- WHAT IS EXPECTED
Reproduce each of the following records line for line, without any changes.

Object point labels

## begin

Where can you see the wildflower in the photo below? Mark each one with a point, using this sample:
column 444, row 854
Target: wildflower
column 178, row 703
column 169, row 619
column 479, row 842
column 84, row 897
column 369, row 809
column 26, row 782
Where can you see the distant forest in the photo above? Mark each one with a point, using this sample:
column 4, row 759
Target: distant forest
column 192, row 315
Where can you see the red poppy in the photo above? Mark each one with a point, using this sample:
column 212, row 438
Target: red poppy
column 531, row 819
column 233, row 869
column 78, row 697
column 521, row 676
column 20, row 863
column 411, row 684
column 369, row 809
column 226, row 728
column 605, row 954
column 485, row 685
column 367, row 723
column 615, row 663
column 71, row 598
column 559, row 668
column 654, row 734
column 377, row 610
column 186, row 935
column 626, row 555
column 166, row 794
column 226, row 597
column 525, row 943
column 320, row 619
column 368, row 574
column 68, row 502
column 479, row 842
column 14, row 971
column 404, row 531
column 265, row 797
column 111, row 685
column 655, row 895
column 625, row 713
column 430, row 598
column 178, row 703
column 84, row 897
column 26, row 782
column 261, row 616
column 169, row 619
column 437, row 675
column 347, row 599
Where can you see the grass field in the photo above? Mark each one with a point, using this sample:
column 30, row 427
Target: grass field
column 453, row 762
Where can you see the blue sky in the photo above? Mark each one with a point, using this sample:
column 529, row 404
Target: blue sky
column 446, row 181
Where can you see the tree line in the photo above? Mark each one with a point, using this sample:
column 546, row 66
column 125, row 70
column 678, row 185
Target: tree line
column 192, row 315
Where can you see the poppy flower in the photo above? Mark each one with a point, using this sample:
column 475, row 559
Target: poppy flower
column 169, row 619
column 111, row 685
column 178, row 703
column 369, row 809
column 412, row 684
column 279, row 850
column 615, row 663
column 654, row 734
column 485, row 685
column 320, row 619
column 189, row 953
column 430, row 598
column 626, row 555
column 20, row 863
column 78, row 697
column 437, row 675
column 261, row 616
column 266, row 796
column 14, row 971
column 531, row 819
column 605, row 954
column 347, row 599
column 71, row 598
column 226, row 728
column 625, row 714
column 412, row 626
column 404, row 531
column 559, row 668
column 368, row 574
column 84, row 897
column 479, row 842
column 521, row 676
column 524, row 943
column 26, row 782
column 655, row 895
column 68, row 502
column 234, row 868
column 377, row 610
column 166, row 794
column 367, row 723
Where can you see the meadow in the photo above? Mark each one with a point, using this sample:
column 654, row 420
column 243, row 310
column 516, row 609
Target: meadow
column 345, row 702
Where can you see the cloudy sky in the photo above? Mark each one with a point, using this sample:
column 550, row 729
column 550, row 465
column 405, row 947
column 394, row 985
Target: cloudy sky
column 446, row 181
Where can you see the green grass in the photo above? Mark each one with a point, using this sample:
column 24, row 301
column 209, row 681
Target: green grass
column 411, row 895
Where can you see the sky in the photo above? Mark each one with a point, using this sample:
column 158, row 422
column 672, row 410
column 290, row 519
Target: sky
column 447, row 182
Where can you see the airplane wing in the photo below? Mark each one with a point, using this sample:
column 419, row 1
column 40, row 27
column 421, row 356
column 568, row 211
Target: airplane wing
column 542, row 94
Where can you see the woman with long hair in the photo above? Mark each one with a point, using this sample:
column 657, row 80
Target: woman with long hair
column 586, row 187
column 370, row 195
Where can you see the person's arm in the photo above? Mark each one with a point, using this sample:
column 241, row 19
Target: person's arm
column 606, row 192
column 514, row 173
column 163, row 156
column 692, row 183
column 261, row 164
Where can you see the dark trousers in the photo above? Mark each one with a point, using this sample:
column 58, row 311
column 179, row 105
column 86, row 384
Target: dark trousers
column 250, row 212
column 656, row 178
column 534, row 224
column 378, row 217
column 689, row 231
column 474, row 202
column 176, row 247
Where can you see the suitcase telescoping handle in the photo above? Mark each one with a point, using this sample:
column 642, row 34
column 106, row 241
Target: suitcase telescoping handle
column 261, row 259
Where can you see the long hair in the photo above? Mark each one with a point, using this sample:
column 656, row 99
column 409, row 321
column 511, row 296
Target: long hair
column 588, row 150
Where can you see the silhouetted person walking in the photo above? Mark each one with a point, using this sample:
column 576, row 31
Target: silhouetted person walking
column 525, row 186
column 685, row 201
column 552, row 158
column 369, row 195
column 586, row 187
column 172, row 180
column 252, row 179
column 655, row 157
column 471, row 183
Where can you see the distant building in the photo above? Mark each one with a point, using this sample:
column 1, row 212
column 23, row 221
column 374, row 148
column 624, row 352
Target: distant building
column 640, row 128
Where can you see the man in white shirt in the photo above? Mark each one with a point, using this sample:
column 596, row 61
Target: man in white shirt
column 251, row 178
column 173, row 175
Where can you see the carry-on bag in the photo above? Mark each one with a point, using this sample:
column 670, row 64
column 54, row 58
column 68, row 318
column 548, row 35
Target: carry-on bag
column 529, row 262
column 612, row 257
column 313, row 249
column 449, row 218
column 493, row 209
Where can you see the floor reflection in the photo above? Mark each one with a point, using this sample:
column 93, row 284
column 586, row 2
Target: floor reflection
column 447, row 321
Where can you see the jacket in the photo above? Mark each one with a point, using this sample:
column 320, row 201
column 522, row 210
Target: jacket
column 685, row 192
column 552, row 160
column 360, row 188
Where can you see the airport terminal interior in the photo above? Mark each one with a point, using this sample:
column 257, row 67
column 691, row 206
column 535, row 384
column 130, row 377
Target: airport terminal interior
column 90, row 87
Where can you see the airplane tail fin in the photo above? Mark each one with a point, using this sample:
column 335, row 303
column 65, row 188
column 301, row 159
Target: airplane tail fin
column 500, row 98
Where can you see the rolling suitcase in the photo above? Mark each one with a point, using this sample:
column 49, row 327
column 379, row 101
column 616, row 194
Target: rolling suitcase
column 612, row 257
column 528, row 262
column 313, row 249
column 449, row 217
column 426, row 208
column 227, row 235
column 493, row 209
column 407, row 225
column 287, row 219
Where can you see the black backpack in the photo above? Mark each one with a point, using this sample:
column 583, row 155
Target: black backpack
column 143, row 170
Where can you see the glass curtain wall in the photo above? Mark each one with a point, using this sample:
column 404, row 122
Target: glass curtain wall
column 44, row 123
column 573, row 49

## end

- CORRECT ANSWER
Where can you see the wildflower in the photo below? Mark each one with a point, using this sample:
column 444, row 854
Target: wildflower
column 178, row 703
column 169, row 619
column 479, row 842
column 84, row 897
column 369, row 809
column 26, row 782
Where can you see the distant forest in the photo above? Mark each one with a point, using this sample:
column 4, row 759
Target: distant forest
column 192, row 315
Where can you see the red poppy in the photo above? Mark each one with a point, using this sample:
column 212, row 438
Target: red poppy
column 531, row 819
column 233, row 869
column 78, row 697
column 521, row 676
column 20, row 863
column 411, row 684
column 369, row 809
column 226, row 728
column 605, row 954
column 485, row 685
column 367, row 723
column 615, row 663
column 71, row 598
column 559, row 668
column 654, row 734
column 377, row 610
column 186, row 935
column 626, row 555
column 166, row 794
column 226, row 597
column 525, row 943
column 320, row 619
column 368, row 574
column 68, row 502
column 479, row 842
column 14, row 971
column 404, row 531
column 265, row 797
column 111, row 685
column 655, row 895
column 625, row 713
column 430, row 598
column 178, row 703
column 84, row 897
column 26, row 782
column 261, row 616
column 169, row 619
column 437, row 675
column 347, row 599
Where can you see the grass field in the photo above? Mark each one with a point, using this sample:
column 30, row 427
Target: grass field
column 453, row 762
Where can you see the blue sky in the photo above? Mark each one with a point, using this sample:
column 529, row 404
Target: blue sky
column 446, row 181
Where can you see the tree line in the photo above? Mark each one with a point, using this sample:
column 546, row 66
column 125, row 70
column 678, row 185
Target: tree line
column 192, row 315
Where can you see the poppy flower in the photo above? Mark each one with a point, using this sample:
column 475, row 559
Target: poppy flower
column 169, row 619
column 111, row 685
column 178, row 703
column 369, row 809
column 412, row 684
column 279, row 850
column 615, row 663
column 654, row 734
column 485, row 685
column 320, row 619
column 189, row 953
column 430, row 598
column 626, row 555
column 20, row 863
column 78, row 697
column 437, row 675
column 261, row 616
column 266, row 796
column 14, row 971
column 531, row 819
column 605, row 954
column 347, row 599
column 71, row 598
column 226, row 728
column 625, row 714
column 412, row 626
column 404, row 531
column 559, row 668
column 368, row 574
column 84, row 897
column 479, row 842
column 521, row 676
column 524, row 943
column 26, row 782
column 655, row 895
column 68, row 502
column 234, row 868
column 377, row 610
column 166, row 794
column 367, row 723
Where can you see the meadow in the photo above? Mark each one with a point, using this sample:
column 654, row 420
column 243, row 310
column 516, row 609
Target: meadow
column 345, row 702
Where can you see the cloudy sky in the photo above? Mark each one with a point, using this sample:
column 550, row 729
column 550, row 465
column 405, row 947
column 394, row 985
Target: cloudy sky
column 446, row 181
Where can you see the green grass in the photo above? Mark each one with a point, using this sample:
column 24, row 301
column 209, row 681
Target: green grass
column 411, row 895
Where can you see the sky in the photo above? Mark each one with a point, using this sample:
column 158, row 422
column 672, row 410
column 290, row 519
Target: sky
column 447, row 182
Where can you see the airplane wing in the photo below? Mark each one with a point, using this sample:
column 419, row 1
column 40, row 27
column 421, row 356
column 568, row 211
Target: airplane wing
column 542, row 94
Where can you see the woman with long hair in the photo above? Mark each one with a point, using this sample:
column 657, row 80
Target: woman with long hair
column 586, row 187
column 370, row 195
Where can you see the person's arm in the photo above? Mark each one with a point, using this sample:
column 241, row 19
Target: person's arm
column 606, row 192
column 514, row 173
column 163, row 156
column 692, row 183
column 261, row 164
Where can you see the dark trousers in the photo above? Mark each one with a point, using this sample:
column 58, row 311
column 179, row 105
column 86, row 384
Target: dark trousers
column 250, row 212
column 656, row 178
column 534, row 224
column 378, row 217
column 689, row 231
column 474, row 202
column 176, row 247
Where can you see the suitcase telescoping handle in the photo above? Mark each one with a point, using this sample:
column 642, row 34
column 106, row 241
Target: suitcase telescoping handle
column 261, row 259
Where can you see the long hair in the photo above? Mark each one with a point, using this sample:
column 656, row 99
column 409, row 321
column 511, row 296
Target: long hair
column 588, row 150
Where can you see the silhouetted person walking in the photo above? Mark each one with a point, using this sample:
column 576, row 31
Target: silhouetted person walking
column 525, row 186
column 685, row 201
column 552, row 158
column 369, row 195
column 586, row 187
column 172, row 180
column 252, row 179
column 655, row 157
column 471, row 183
Where can you see the distant building in the photo above? Mark each one with a point, using this sample:
column 1, row 212
column 23, row 221
column 374, row 148
column 624, row 352
Target: distant building
column 640, row 128
Where can you see the man in white shirt in the photo above? Mark each one with a point, using this sample:
column 596, row 61
Target: man in white shirt
column 251, row 178
column 173, row 175
Where can you see the carry-on bag in the photo above? Mark each one with a point, using this sample:
column 670, row 64
column 54, row 58
column 68, row 318
column 548, row 35
Target: carry-on bag
column 529, row 262
column 612, row 257
column 313, row 249
column 449, row 218
column 493, row 209
Where can you see the floor reflection in the photo above? Mark each one with a point, using this sample:
column 93, row 284
column 586, row 2
Target: floor reflection
column 447, row 321
Where can you see the jacket in the photo above? Mark each one with a point, using this sample:
column 320, row 201
column 522, row 210
Target: jacket
column 685, row 192
column 552, row 160
column 360, row 188
Where can you see the airport terminal interior in the photo above? Mark each one with a point, using this sample:
column 257, row 67
column 691, row 206
column 535, row 384
column 130, row 377
Target: airport terminal interior
column 90, row 87
Where can you see the airplane tail fin in the photo above? Mark each one with a point, using this sample:
column 335, row 303
column 65, row 188
column 301, row 159
Target: airplane tail fin
column 500, row 98
Where can you see the rolling suitcase in the photo above? Mark each one with a point, using this sample:
column 49, row 327
column 379, row 101
column 616, row 194
Target: rolling suitcase
column 612, row 257
column 528, row 262
column 313, row 249
column 449, row 217
column 426, row 208
column 227, row 235
column 493, row 209
column 407, row 225
column 287, row 219
Where can you see the black backpack in the photo above? Mark each one with a point, using this sample:
column 583, row 155
Target: black backpack
column 143, row 170
Where can you see the glass curtain wall in the photo above? Mark each one with a point, using this sample:
column 404, row 122
Target: glass curtain wall
column 44, row 123
column 573, row 49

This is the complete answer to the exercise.